■ Document extract ■
+-------+
A storm breaks as the nurse checks in at the small rural hotel. Some Carmelite monks are also staying at the hotel. She takes supper in her room while a flamenco dancer and guitarist perform in an adjacent room. The monks interrupt her as she is dressing for bed. They offer to use a holy effigy and prayer to assist her sick father, they begin to pray. Time has passed and the monks are playing a game of poker with the nurse and the hotel manager, gambling with holy relics, smoking and drinking alcohol.

That same night, some new guests arrive at the hotel; a young man and his aunt. The young nephew has brought his aunt to the hotel for an incestuous affair – yet another sexual taboo is addressed. They retire to their room, the elderly aunt confesses that she is a virgin, when the nephew pulls back the sheets to look at her naked body; she has the body of a young woman. The nephew is refused by his aunt and leaves his room to join another couple (a hatter and his female assistant) for a drink. The nurse and the four monks are also invited into the hatter’s room. While the guests are socialising, the hatter’s assistant dons a dominatrix outfit with a whip. The hatter, who is wearing bottomless trousers, proceeds to be masochistically flagellated by his assistant in front of the other guests who are shocked and leave. The nephew returns to his aunt, who is now willing to make love with him.

The next morning, the nurse leaves for the town of Argenton, giving a lift to another resident who is breakfasting in the bar. This resident is a professor at the police academy. He is dropped off at work where he gives a lecture to a class of delinquent policemen on the subject of the relativism of laws, customs and taboos. The lecture is constantly interrupted until only two officers are left in the class. The professor continues, using a dinner party at his friends’ house to illustrate a point he is making. We then cut to the ‘dinner’ party which is being held in a modern bourgeois apartment.

The guests are seated around the table on flushing toilets. They politely discuss various issues around the topic of defecation whilst publicly using the toilets that they are sitting on. When a guest is hungry, he excuses himself and retires to a private cubicle to eat food.

We cut back to the police lecture. The two policeman go on duty where they stop a speeding motorist (Mr. Legendre) who is rushing to see his doctor. Mr. Legendre is eventually told by his doctor that he has cancer and offered a cigarette, he slaps his doctor and returns home. Once home, he tells his wife that nothing is wrong with him. They receive a phone call informing them that their daughter has disappeared from school.
+-------+
■ Information shown ■
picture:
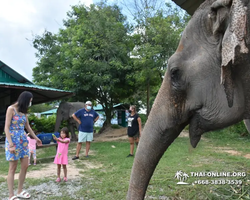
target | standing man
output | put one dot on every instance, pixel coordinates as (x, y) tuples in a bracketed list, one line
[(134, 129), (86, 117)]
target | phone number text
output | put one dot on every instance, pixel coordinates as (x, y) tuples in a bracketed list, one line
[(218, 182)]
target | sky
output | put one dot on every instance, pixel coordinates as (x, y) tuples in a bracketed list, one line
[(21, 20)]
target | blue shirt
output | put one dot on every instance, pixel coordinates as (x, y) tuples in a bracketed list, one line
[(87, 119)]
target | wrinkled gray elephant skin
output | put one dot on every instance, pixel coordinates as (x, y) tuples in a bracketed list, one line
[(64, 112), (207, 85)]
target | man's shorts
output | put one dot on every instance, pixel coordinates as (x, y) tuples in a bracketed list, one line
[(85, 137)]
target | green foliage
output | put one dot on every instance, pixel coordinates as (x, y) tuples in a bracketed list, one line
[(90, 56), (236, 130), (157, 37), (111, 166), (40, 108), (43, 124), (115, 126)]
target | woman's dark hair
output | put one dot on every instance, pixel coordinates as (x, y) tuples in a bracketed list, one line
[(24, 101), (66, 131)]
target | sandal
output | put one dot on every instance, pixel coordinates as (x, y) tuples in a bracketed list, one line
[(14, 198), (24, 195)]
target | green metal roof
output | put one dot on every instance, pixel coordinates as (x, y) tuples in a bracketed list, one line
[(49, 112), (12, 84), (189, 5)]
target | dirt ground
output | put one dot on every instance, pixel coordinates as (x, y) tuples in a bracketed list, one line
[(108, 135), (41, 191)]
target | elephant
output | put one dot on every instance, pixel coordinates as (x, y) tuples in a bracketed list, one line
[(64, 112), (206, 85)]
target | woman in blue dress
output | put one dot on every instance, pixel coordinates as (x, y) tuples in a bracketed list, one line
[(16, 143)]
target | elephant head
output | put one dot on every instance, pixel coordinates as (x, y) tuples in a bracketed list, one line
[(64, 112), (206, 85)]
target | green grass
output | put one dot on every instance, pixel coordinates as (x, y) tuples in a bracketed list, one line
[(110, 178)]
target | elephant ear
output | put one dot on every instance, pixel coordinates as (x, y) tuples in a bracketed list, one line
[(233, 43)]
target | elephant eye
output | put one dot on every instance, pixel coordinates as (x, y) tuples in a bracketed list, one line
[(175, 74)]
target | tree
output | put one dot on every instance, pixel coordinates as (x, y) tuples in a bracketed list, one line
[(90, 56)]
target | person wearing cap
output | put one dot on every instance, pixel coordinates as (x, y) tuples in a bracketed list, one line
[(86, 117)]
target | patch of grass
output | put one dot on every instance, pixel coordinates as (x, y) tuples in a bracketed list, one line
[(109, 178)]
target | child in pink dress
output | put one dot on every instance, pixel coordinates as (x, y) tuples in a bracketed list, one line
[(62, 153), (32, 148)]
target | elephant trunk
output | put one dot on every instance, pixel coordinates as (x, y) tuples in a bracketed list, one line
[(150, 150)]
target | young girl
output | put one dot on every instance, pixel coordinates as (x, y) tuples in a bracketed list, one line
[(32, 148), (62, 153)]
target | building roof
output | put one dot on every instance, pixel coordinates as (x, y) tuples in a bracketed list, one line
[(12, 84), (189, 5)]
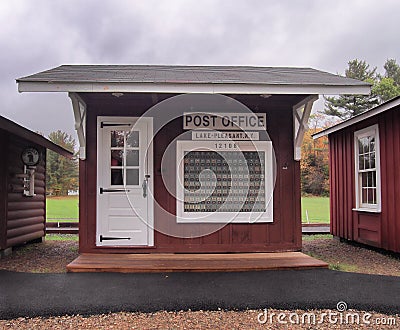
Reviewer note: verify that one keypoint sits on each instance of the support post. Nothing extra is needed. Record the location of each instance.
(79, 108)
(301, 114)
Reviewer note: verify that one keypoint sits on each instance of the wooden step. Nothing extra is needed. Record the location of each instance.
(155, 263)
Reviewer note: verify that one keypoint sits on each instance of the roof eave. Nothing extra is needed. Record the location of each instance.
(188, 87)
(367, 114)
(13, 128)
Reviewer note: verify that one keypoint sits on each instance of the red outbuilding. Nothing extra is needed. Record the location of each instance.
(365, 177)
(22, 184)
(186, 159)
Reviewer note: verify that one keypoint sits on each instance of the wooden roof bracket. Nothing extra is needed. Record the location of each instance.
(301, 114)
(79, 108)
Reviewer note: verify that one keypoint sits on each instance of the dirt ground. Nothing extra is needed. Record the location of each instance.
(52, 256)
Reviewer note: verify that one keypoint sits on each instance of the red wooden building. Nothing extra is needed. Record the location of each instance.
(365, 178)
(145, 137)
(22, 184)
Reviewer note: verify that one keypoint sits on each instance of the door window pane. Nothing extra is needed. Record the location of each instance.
+-------+
■ Required actions ■
1/ In the plot summary, what are the monks doing once time has passed after they begin to pray? List each activity.
2/ According to the plot summary, what does Mr. Legendre's doctor offer him after telling him he has cancer?
3/ Pick up the plot summary right after its last sentence and keep going.

■ Activity answers ■
1/
- Playing a game of poker with the nurse and the hotel manager
- Gambling with holy relics
- Smoking
- Drinking alcohol

2/ A cigarette.

3/
We now cut to the school where the teachers insist that the little girl has vanished despite the fact that she is physically present. Her disappearance is reported to the police, the girl is present but none of the adults admit to her presence. In this absurdist scene, she is there – the adults are able to see and speak to her, yet they act as if she is missing.

We follow one of the policemen, who is having his shoes shined. We then follow the man who is sitting next to him to the top of a tower block. This man is a sniper who randomly kills people in the streets below. He is arrested, found guilty and sentenced to death but leaves the courtroom to be treated as a celebrity.

Mr. Legendre is called to see the Prefect of Police who returns the missing daughter. The prefect is about to read a letter explaining how the girl was found but is interrupted and leaves to visit a bar. In the bar he meets a woman who looks like his dead sister (we see a flashback in which he remembers his sister playing the piano, naked). He then receives a phone call from his dead sister, asking him to meet her at the mausoleum. When he visits the cemetery at night, he finds a telephone in the crypt by his sister’s coffin; her hair is hanging out of the coffin. He is suddenly arrested for desecration by officers who refuse to believe that he is the Prefect of Police.

The prefect is taken to his office, where a different man takes his place. The two men treat each other cordially and discuss crowd control as if they are acquainted. We see the animals in the zoo, the two police chiefs arrive and direct police control of an unseen riot. The film ends with a close-up shot of an ostrich’s head.